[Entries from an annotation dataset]
########################################
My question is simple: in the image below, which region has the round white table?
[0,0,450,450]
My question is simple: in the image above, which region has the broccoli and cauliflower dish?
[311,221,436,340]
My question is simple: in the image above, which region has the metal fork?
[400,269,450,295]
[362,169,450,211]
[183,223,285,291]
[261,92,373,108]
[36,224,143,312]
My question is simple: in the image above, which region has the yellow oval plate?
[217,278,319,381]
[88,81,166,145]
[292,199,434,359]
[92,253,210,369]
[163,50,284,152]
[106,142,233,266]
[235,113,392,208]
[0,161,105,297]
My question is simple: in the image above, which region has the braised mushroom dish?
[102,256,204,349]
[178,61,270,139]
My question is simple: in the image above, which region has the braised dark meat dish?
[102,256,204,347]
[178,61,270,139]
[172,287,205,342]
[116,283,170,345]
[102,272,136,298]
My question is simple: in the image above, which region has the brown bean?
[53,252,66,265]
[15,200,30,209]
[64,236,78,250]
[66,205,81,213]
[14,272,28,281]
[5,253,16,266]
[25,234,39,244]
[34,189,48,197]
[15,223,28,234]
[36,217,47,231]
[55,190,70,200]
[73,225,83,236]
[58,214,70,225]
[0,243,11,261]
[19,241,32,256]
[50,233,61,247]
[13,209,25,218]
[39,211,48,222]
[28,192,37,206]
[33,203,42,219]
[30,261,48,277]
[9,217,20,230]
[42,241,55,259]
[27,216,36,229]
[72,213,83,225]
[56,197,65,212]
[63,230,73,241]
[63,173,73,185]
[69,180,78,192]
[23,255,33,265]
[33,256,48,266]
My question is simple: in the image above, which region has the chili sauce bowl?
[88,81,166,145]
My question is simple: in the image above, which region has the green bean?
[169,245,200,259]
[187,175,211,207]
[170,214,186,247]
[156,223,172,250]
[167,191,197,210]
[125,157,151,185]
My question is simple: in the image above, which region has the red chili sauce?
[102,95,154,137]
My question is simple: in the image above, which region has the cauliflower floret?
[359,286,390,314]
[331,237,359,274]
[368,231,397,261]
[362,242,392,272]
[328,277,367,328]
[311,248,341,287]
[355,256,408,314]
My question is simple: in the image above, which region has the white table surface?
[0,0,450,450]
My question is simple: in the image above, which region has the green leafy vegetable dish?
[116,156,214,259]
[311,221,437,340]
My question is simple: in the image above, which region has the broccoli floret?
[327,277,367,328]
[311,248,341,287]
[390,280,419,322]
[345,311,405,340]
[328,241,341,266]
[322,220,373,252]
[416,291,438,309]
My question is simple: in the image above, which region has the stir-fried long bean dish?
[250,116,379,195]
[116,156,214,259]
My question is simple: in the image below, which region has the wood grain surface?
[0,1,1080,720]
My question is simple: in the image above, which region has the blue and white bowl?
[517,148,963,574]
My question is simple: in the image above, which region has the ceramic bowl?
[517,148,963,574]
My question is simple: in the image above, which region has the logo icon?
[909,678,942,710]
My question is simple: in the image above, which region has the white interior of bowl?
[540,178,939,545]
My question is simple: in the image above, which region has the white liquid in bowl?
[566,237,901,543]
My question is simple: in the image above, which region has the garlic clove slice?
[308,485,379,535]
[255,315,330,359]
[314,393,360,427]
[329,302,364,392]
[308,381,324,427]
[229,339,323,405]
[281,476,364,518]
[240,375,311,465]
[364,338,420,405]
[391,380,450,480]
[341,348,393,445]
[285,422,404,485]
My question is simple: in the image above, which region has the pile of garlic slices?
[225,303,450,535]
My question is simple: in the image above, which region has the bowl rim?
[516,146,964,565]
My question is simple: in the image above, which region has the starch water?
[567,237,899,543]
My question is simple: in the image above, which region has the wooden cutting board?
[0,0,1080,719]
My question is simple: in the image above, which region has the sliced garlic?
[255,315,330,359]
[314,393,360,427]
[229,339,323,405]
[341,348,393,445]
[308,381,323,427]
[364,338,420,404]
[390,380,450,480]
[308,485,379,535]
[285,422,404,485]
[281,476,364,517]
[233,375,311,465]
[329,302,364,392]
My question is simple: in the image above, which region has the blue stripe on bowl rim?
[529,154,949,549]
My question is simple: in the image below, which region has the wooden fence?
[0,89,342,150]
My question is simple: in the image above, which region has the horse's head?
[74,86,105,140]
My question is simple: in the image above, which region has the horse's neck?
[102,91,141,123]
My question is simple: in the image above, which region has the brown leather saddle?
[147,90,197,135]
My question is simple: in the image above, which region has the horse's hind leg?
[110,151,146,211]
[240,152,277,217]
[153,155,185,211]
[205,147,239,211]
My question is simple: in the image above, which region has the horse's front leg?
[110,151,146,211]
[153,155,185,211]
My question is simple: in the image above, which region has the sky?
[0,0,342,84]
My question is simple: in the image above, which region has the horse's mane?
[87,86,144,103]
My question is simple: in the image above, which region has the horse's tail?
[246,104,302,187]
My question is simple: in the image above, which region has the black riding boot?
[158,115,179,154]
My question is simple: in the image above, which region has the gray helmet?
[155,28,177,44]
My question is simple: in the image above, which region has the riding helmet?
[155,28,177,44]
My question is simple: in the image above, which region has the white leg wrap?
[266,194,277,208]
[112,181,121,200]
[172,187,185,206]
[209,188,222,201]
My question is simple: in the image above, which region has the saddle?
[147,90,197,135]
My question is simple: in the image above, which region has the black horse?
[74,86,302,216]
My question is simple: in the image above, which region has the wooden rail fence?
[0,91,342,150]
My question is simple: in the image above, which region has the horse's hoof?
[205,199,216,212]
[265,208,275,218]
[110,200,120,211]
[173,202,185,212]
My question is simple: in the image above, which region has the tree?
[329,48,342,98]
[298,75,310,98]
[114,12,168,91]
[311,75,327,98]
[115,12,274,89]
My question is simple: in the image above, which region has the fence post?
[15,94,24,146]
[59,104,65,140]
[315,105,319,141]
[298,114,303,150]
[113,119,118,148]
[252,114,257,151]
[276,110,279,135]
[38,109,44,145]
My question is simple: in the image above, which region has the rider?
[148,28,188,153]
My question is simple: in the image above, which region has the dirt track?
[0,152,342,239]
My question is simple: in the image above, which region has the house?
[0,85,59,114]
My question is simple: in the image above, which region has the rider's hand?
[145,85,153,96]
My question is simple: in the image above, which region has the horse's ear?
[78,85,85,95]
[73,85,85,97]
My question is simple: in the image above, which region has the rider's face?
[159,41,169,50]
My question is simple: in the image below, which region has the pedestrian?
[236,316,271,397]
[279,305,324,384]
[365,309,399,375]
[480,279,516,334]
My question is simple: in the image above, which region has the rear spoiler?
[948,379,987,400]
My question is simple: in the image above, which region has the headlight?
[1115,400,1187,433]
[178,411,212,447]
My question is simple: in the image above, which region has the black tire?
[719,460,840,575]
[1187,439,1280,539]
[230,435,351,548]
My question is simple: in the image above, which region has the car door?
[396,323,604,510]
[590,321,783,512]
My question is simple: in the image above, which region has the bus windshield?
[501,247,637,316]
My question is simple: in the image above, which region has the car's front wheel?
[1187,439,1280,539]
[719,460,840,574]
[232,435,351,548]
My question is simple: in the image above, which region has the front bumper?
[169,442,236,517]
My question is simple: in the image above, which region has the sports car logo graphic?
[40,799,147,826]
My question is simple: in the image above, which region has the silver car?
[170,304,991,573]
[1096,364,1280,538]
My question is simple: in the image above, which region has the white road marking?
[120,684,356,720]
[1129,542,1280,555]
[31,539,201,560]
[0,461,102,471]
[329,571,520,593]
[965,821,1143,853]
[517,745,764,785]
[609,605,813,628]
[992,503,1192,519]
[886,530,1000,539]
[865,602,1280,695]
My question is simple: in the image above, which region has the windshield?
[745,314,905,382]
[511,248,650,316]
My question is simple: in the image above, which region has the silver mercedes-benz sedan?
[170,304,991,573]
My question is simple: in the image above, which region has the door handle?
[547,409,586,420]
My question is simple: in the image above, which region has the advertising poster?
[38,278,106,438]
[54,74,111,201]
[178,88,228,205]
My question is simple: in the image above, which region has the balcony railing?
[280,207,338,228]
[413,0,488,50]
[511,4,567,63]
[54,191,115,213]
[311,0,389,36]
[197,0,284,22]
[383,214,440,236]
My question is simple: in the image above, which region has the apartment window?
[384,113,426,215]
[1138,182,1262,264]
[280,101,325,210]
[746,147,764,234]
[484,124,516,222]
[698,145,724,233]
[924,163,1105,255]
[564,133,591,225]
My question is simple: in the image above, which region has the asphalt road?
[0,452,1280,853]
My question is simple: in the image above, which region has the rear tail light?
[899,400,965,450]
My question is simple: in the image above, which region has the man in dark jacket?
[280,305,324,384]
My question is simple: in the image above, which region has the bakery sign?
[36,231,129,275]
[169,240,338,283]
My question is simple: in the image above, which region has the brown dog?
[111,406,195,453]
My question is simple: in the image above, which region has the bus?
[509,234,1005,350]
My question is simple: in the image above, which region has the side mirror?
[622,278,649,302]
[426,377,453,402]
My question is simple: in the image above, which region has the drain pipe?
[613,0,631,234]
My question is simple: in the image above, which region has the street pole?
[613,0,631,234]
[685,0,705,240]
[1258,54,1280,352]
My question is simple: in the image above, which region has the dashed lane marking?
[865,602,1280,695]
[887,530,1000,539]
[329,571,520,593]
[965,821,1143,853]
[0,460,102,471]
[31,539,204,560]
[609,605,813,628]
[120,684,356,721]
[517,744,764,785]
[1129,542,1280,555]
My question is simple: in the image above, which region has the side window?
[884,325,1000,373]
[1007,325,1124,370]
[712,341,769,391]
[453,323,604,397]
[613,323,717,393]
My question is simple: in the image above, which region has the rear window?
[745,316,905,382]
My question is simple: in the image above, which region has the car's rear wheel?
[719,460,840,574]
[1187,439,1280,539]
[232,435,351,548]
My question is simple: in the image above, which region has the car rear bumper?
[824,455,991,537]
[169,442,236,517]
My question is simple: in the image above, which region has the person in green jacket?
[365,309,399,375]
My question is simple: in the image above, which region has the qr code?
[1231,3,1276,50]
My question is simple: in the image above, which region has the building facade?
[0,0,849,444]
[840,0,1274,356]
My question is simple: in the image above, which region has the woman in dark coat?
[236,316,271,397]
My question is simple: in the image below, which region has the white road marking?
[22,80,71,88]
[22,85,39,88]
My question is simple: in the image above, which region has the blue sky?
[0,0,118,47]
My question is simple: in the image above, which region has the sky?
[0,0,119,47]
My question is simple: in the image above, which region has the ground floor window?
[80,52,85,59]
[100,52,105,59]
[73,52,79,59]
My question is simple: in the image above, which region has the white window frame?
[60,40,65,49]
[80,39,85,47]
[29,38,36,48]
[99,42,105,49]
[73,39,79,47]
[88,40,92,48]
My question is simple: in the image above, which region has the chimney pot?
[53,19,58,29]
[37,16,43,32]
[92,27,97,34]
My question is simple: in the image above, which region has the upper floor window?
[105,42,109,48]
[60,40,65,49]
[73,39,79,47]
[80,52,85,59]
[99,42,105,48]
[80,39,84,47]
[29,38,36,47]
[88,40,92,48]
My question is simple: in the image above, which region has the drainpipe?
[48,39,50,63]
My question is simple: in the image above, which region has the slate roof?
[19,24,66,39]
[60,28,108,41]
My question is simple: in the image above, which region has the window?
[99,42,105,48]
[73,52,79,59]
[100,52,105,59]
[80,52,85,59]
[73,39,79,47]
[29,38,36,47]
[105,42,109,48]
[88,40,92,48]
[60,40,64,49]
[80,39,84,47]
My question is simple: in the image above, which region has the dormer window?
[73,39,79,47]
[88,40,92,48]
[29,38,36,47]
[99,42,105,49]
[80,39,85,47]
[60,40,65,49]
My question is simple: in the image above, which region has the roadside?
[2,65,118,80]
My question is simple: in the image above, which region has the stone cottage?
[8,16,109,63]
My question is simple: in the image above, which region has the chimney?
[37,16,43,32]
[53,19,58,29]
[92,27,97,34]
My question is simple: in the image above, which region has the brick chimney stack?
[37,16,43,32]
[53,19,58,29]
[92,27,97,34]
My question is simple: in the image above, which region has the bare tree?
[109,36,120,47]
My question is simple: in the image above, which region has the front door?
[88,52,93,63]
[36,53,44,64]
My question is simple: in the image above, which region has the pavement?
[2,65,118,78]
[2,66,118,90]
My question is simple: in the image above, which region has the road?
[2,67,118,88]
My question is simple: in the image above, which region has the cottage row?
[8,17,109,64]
########################################
[WHAT YOU HAVE TO DO] Copy the records from the start through the line with "[36,224,143,312]", changing "metal fork" to "silver fork" and leaving everything else unchanged.

[FINISHED TASK]
My question is simple: in the image below, which region has the round white table?
[0,0,450,450]
My question is simple: in the image above, which region has the broccoli and cauliflower dish?
[311,221,436,340]
My question is simple: in the image above, which region has the silver fork?
[400,269,450,295]
[362,169,450,211]
[183,223,285,291]
[261,92,373,108]
[36,224,143,312]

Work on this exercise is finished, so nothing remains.